Required task:
Copy out the material, starting at the line that contains "target | cluster of rosettes" and stopping after its final line, with both ends included. Keep every line in place, including the requests, but multiply each point coordinate in the answers by 1.75 and round it to a whole number, with halves rounded up.

Data:
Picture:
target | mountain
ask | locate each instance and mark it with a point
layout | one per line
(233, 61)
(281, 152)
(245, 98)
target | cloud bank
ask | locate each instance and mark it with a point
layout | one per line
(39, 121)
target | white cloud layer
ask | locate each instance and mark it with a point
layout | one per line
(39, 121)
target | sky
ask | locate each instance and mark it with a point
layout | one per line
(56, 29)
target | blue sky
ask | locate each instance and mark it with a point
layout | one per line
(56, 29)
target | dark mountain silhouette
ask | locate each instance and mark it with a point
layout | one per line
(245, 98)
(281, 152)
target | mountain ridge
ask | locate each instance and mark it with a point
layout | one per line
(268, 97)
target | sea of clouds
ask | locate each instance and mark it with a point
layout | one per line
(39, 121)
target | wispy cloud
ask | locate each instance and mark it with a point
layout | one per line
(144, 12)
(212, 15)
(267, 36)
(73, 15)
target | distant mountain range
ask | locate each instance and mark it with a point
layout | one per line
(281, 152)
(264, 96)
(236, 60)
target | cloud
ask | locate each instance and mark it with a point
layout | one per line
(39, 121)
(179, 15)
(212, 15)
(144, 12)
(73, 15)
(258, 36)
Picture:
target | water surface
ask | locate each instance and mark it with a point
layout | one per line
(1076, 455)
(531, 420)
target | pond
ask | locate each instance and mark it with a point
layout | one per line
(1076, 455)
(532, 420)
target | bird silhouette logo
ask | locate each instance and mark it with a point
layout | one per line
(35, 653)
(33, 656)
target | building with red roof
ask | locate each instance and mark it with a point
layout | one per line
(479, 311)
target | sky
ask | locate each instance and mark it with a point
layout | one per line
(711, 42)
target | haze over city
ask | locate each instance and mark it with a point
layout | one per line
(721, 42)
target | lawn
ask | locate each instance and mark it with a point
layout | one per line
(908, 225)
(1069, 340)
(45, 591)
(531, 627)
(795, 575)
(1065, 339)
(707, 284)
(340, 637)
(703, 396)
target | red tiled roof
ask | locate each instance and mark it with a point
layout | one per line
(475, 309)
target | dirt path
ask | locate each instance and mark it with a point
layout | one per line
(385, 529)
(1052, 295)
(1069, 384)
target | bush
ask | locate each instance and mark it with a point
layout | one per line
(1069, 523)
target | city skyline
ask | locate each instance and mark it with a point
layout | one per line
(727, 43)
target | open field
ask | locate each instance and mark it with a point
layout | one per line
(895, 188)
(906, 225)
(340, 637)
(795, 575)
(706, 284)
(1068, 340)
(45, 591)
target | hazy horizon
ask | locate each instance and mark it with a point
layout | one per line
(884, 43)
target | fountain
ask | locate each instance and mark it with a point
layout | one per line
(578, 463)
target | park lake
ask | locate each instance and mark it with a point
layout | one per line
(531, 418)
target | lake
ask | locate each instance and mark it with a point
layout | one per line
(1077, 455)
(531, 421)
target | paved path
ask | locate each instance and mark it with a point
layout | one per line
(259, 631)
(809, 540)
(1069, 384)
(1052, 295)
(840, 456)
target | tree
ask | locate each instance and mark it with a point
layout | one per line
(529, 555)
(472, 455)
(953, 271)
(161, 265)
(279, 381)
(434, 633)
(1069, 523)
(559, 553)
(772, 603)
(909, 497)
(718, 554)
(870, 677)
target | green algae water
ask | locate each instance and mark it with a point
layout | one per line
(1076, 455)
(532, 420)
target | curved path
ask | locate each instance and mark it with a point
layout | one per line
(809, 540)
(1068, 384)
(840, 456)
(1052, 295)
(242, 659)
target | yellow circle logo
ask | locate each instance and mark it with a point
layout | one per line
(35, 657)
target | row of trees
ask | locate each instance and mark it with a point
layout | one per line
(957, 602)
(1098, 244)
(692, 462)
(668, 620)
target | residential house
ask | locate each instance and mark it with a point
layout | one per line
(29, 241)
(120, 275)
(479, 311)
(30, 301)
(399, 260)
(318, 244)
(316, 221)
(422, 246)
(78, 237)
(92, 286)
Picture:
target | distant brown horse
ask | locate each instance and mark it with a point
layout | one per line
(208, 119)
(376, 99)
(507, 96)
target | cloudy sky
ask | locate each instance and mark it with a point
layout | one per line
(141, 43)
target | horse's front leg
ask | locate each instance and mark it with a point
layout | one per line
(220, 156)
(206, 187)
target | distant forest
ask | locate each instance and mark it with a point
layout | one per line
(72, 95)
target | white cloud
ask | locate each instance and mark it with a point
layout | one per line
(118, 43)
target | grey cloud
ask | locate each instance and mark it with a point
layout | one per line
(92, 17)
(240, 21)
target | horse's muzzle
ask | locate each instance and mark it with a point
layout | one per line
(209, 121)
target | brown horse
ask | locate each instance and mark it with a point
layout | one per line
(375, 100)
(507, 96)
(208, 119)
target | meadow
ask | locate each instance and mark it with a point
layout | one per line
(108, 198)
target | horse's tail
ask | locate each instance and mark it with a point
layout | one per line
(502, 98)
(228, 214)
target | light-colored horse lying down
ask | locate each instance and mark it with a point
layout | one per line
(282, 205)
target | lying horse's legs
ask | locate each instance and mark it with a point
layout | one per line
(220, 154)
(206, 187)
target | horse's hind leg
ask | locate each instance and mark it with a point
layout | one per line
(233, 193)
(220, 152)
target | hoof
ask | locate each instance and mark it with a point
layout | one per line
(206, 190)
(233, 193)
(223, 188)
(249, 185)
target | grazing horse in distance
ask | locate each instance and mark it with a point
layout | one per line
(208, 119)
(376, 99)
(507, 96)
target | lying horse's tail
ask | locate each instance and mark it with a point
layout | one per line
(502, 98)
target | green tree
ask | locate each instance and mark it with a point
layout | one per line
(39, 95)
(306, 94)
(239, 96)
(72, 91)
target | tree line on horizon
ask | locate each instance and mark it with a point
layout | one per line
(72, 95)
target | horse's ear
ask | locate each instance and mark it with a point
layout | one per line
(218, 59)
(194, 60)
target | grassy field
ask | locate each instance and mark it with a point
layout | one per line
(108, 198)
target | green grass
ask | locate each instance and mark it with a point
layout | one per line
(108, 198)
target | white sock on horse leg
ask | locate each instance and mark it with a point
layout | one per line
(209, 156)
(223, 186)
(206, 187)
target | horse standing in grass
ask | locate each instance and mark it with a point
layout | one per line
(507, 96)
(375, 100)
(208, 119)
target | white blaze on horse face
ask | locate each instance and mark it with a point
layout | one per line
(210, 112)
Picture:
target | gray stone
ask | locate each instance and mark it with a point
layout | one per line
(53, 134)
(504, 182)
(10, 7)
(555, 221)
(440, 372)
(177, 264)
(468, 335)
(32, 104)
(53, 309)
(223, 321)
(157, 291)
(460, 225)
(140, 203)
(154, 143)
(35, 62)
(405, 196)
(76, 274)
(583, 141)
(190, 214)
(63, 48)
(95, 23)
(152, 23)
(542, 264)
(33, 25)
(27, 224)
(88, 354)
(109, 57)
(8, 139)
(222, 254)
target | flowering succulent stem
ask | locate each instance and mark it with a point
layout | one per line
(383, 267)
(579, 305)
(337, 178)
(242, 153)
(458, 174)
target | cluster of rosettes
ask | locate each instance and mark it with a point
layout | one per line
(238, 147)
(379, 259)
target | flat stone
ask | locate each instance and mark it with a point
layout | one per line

Task solution:
target | cluster of rosettes
ask | locate each instance and mark it with a point
layout | one per line
(417, 257)
(663, 453)
target | flat stone
ask | locate each instance and mark it with a point
layout | one per line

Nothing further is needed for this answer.